What is required - From the line containing "TARGET: the gray boulder" through the last line of the entries below, repeat each line word for word and leave out the rest.

Input for this task -
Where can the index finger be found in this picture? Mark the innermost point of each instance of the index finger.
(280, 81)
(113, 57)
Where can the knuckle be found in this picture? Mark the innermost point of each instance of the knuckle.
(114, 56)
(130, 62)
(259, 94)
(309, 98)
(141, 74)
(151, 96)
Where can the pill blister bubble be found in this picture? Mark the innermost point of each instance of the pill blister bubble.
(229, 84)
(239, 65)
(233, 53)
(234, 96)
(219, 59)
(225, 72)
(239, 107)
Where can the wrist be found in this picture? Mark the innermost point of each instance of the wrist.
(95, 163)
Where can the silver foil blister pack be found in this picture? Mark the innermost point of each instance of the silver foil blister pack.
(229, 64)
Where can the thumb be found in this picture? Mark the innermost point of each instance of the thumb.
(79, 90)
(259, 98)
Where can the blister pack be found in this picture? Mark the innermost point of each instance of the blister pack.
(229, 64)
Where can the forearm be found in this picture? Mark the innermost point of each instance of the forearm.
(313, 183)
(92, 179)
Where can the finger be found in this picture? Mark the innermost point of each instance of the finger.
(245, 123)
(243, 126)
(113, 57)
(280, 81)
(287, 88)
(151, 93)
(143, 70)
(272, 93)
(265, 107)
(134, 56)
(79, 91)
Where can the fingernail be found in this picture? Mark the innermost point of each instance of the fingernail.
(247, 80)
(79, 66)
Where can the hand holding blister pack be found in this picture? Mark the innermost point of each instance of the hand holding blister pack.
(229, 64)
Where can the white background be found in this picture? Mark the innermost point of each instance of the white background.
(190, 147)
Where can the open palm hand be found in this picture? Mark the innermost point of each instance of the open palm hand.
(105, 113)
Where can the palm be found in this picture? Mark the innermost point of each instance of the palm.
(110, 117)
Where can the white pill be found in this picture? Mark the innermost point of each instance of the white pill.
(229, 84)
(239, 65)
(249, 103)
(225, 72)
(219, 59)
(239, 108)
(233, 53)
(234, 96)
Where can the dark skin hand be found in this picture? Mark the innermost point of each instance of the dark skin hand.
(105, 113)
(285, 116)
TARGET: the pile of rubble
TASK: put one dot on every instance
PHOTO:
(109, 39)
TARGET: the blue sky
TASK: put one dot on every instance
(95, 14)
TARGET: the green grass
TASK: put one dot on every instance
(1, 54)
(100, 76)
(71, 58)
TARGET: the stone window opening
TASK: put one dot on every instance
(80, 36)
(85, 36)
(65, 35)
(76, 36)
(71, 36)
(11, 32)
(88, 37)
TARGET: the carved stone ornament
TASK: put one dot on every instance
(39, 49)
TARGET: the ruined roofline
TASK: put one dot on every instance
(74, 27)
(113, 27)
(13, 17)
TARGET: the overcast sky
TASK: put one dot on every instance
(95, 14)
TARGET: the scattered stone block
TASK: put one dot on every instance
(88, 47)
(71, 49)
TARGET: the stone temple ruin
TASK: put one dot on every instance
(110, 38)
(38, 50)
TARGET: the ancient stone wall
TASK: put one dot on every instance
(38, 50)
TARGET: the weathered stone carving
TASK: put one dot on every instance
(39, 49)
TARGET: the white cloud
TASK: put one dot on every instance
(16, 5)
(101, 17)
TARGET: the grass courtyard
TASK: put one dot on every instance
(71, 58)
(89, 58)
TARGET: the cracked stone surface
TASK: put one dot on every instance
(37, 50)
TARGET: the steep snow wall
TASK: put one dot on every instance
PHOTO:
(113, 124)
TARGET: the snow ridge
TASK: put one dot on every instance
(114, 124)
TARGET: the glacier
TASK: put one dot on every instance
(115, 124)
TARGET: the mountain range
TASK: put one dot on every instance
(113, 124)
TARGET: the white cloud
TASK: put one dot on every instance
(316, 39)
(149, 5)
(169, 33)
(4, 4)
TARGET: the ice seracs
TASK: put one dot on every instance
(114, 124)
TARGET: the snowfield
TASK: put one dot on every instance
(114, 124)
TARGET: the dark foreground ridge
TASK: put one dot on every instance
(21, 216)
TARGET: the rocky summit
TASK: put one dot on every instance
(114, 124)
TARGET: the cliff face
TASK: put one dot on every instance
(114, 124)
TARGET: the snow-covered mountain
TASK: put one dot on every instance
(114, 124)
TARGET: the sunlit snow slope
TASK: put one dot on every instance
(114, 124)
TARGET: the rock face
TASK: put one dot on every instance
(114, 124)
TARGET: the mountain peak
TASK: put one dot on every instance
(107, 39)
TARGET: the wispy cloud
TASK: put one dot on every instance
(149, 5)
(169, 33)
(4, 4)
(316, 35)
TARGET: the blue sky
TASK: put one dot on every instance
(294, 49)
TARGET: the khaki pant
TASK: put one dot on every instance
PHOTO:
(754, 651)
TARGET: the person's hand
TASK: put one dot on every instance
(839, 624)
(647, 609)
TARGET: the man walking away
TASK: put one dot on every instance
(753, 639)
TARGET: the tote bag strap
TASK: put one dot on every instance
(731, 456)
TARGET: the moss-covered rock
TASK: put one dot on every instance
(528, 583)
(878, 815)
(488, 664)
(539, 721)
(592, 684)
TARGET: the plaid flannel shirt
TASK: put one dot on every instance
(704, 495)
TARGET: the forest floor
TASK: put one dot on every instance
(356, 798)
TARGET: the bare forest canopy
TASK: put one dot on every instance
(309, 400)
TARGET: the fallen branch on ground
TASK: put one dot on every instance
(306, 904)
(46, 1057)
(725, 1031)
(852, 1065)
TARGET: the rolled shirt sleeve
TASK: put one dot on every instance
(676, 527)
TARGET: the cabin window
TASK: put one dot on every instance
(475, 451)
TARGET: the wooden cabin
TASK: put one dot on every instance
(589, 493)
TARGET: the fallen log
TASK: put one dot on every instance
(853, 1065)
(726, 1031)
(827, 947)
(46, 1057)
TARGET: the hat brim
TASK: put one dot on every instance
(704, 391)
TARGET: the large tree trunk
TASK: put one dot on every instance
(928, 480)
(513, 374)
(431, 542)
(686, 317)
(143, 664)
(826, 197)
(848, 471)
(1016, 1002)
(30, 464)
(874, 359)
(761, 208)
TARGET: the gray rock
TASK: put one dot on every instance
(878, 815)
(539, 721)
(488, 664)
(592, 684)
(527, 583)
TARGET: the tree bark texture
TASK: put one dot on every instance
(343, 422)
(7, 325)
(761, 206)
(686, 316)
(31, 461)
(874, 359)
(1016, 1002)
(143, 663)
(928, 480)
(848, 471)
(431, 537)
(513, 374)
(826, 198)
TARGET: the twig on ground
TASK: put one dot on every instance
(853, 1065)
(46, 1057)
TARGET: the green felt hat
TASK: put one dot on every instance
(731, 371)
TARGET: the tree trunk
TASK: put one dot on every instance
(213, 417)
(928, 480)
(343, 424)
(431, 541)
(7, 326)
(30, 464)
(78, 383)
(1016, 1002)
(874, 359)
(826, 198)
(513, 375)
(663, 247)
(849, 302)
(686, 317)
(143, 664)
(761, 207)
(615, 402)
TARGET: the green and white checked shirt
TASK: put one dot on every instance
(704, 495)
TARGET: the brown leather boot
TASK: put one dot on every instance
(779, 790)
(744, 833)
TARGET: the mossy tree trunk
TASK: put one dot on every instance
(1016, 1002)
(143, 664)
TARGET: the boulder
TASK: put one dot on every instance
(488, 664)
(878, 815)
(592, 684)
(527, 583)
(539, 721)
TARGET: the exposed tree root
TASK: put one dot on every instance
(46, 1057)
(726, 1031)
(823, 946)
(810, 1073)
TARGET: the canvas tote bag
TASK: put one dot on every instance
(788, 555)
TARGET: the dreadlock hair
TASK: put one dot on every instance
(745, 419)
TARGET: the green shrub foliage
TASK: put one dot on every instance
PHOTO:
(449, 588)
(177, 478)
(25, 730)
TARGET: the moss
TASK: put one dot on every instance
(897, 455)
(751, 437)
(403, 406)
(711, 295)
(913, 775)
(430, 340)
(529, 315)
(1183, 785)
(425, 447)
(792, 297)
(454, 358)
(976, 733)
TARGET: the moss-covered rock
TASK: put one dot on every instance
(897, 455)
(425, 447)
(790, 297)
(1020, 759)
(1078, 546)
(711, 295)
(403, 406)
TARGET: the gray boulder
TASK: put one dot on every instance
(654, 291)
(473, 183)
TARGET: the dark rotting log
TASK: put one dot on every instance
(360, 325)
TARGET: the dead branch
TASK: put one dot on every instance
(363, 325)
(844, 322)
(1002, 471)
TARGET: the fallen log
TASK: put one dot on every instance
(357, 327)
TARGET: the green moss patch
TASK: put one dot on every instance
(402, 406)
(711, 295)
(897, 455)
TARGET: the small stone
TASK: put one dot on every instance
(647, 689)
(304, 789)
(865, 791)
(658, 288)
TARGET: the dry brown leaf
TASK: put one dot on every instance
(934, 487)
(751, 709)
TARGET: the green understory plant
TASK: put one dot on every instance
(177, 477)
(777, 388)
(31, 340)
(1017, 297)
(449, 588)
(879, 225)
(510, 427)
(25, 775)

Exercise solution -
TARGET: the gray boulder
TASK: put one dot on every instance
(654, 291)
(473, 183)
TARGET: the dark rotting log
TASK: put one dot on every instance
(360, 325)
TARGET: the dead branch
TASK: put one dot on every instance
(363, 325)
(844, 322)
(1002, 471)
TARGET: the fallen log
TASK: put one dot on every instance
(357, 327)
TARGET: the green moss patch
TASK: put one dot on every instance
(402, 406)
(711, 295)
(897, 455)
TARGET: the small stone
TASK: put one dot on every instance
(647, 689)
(304, 789)
(865, 791)
(658, 288)
TARGET: the dry brown leaf
TASK: put one dot on every instance
(934, 487)
(751, 709)
TARGET: the green understory plant
TASK: put one dot on every instance
(177, 477)
(777, 388)
(31, 340)
(1017, 297)
(449, 588)
(879, 225)
(510, 427)
(25, 775)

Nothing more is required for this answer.